■ **Brief 1**
According to the fiscal policy article, below what level did Lawrence Summers and Jason Furman say governments' net interest payments should stay?
■ **Brief 2**
Pick up the fiscal policy article after its final sentence and keep writing.

■ **Extracted text**
So far, fears about high debt-to-GDP ratios have been proven repeatedly wrong. Even so, officials are already trying to set limits. In the eurozone, deficit caps will likely return. In the U.K., Treasury chief Rishi Sunak has dubbed the path of public finances “unsustainable.”

If activist fiscal policy is to survive, new rules are required. Should they aim to stave off “bond vigilantes,” or simply not stoke inflation?

The latter focus has been popularized by the contentious school of thought known as Modern Monetary Theory, but the divide isn’t what it seems. Even vociferous opponents of MMT share the assumption that inflation is the true constraint on fiscal policy. The differences concern how inflation works.


Among the traditionalists, ex-Treasury Secretary Lawrence Summers and former Barack Obama adviser Jason Furman recently wrote that debt hasn’t been a problem because interest rates are so low. 

Governments can spend, they argued, as long as their net interest payments stay below 1% of GDP, adjusted for inflation.

For former International Monetary Fund chief economist Olivier Blanchard, the key is that government bond yields are lower than expected GDP growth rates. 

Even if a one-off stimulus leads debt-to-GDP to shoot up, forward-looking investors then know that the math will eventually bring it down—as happened after WWII.

Both arguments raise the specter of market forces: Loose debt issuance is allowed now but may not be in the future. Since 1881, bond yields have been above growth rates about 40% of the time, including most of the post-1980s era.

But, as Mr. Summers himself recently underscored, bond yields are also linked to inflation. If governments keep borrowing too much, the theory goes, interest rates will rise. 

At some point, printing money will be the only alternative to a default, creating inflation. By contrast, MMT advocates see inflation as a result of too much spending, regardless of whether it is financed by money or debt. This is the real clash.


So far, the latter theory seems to fit the facts better, given that central banks have spent a decade buying trillions of dollars of bonds without triggering inflation.

(Stored records)

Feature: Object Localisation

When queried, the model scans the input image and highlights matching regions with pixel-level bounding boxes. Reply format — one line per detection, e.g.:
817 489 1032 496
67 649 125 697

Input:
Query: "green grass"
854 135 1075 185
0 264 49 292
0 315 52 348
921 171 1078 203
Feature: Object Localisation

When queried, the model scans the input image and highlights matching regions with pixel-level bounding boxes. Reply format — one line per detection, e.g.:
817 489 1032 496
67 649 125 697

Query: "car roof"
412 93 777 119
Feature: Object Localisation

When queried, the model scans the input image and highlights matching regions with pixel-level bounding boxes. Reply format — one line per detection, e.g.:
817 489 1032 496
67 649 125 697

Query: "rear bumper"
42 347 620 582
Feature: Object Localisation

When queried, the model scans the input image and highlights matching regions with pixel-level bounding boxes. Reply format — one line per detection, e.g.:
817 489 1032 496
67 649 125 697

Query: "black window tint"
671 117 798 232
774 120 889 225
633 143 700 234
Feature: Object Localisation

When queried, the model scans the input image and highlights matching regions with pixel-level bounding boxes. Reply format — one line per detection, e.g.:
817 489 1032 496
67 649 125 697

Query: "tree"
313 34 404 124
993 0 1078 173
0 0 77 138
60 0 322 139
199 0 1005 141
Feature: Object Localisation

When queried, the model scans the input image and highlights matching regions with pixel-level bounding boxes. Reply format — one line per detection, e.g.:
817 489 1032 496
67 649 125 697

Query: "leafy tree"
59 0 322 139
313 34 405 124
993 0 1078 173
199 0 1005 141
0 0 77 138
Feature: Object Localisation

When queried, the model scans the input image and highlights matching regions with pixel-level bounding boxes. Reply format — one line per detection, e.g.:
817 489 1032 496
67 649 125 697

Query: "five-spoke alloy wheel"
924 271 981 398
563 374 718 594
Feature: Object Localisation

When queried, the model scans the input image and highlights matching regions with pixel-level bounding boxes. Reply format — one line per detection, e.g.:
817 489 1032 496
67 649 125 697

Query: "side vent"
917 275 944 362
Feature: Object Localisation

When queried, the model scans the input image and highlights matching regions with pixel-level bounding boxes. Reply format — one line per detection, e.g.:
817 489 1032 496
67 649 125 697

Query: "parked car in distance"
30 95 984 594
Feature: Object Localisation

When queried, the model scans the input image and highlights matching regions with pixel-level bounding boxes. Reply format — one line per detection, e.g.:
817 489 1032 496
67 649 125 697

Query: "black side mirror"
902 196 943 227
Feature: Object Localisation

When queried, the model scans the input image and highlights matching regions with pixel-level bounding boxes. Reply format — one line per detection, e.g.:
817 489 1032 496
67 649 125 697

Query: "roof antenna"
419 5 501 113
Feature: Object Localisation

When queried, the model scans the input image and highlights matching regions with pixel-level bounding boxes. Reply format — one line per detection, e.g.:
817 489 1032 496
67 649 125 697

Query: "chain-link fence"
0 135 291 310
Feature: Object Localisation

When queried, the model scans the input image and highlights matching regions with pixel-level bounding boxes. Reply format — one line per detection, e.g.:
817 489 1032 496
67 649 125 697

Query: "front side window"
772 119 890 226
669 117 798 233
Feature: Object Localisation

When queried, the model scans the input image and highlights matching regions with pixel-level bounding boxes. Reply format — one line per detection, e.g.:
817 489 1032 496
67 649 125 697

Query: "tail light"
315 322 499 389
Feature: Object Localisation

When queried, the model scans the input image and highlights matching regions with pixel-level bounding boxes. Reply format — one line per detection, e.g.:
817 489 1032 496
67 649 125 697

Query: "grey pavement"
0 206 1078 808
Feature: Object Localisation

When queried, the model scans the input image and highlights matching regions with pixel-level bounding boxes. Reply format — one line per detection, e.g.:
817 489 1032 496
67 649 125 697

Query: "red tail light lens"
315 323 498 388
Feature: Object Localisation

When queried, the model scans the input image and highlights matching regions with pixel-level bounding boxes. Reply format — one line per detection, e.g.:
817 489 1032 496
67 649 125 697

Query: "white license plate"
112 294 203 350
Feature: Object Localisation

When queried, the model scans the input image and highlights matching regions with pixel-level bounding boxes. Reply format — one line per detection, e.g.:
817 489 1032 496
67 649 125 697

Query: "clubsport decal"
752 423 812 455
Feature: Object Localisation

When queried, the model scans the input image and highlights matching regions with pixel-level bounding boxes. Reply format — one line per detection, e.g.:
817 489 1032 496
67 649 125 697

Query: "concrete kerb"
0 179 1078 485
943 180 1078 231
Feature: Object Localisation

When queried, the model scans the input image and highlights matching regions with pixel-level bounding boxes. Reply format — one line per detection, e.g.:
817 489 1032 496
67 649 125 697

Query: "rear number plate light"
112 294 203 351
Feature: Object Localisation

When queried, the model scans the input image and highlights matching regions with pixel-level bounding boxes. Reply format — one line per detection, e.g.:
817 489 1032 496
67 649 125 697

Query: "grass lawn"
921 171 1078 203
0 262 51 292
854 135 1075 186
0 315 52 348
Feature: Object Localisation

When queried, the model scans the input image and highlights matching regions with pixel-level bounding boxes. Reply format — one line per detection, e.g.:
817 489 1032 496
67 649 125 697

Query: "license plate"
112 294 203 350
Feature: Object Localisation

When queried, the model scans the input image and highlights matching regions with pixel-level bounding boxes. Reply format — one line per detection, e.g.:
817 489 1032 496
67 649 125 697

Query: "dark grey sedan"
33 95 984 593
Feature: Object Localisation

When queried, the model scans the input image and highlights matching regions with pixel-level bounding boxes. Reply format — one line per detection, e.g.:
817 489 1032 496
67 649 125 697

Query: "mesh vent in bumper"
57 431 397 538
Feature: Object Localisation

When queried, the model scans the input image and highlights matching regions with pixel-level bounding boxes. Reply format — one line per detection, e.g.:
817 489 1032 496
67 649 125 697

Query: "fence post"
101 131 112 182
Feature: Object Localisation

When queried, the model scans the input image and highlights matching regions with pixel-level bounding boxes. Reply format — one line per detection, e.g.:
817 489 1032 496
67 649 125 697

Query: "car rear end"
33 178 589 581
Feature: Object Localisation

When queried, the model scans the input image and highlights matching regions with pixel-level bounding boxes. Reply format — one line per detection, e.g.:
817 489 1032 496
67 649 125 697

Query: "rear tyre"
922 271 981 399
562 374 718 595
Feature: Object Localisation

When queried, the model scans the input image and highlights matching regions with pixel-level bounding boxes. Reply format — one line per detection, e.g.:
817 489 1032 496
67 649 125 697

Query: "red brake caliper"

■ **Answer 1**
Below 1% of GDP, adjusted for inflation.

■ **Answer 2**
Many economists argue that this is yet another result of rates being suppressed by social and market forces, but this is also suspect. Inflation-adjusted long-term yields have historically tracked central-bank policy, even in periods when central banks weren’t focused on growth and inflation, such as under the 1880-1914 gold standard. 

The fact they are deeply negative now says much more about Federal Reserve policy than economic fundamentals.

If interest payments on the debt are themselves broadly determined by policy makers, they can’t be a good canary in the coal mine. Fiscal policy could be both too tight and too loose and still comply with such a rule.

What indicators should policy makers follow then? Inflation itself is a good bet, though consumer-price baskets are crude—they often obfuscate specific supply shortages, as happened this year. 

Governments will need to monitor and control consumer spending and industry bottlenecks, as well as automatically link stimulus programs to persistent increases in unemployment, rather than leaving them to officials’ discretion. 

Outside of the U.S., much more attention should be devoted to the exchange rate, since depreciation can create inflationary spirals.

It is understanding inflation, not bond markets, that will set fiscal policy free.


The fact that inflation-adjusted long-term yields are negative says more about Federal Reserve policy than economic fundamentals.